▶ [What you will do]: Return only the lines starting at the line that contains "In this photo, where can the club" and ending with the final line of the listing; include both endpoints.

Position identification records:
* * *
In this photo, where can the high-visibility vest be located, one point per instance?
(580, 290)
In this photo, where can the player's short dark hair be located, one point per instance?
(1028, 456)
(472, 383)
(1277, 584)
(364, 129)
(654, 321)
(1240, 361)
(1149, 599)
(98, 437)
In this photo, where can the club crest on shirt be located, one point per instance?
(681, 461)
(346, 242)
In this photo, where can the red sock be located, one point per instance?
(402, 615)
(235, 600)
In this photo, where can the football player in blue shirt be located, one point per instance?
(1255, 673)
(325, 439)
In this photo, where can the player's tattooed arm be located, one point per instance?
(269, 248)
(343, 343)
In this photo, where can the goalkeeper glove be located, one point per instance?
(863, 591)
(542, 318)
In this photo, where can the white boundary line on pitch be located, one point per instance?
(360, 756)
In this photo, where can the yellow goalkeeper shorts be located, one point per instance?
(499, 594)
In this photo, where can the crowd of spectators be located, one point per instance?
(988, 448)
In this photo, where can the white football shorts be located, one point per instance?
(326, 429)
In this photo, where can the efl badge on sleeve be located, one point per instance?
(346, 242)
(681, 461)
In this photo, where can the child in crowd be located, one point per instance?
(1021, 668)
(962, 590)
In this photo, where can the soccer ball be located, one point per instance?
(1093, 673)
* * *
▶ [Answer for the task]:
In this photo, where can the club crest on shirt be located, one point per instance?
(681, 461)
(346, 242)
In this photo, where can the red sock be located, one point per instance?
(402, 615)
(235, 600)
In this photo, where can the football player in blue shirt be located, one point per instance?
(1255, 673)
(325, 439)
In this photo, where can the player's tattooed arm be located, one point per instance?
(269, 248)
(343, 343)
In this photo, where can the goalkeeper glove be located, one point per instance?
(863, 591)
(542, 318)
In this photo, where can the white boundary line on pitch be located, one point per instance?
(360, 756)
In this photo, where can the yellow goalkeeper shorts be located, one point per instance?
(499, 594)
In this photo, where can the crowd of spectators be located, one point per instance?
(988, 448)
In this photo, where can the white football shorts be located, one point per instance?
(326, 429)
In this photo, where can the efl badge on sleeve be located, one point per instance?
(346, 242)
(681, 461)
In this photo, where can the child in crowd be located, one point per instance?
(1021, 668)
(962, 590)
In this photo, where can the soccer ball be located, one point per instance?
(1093, 673)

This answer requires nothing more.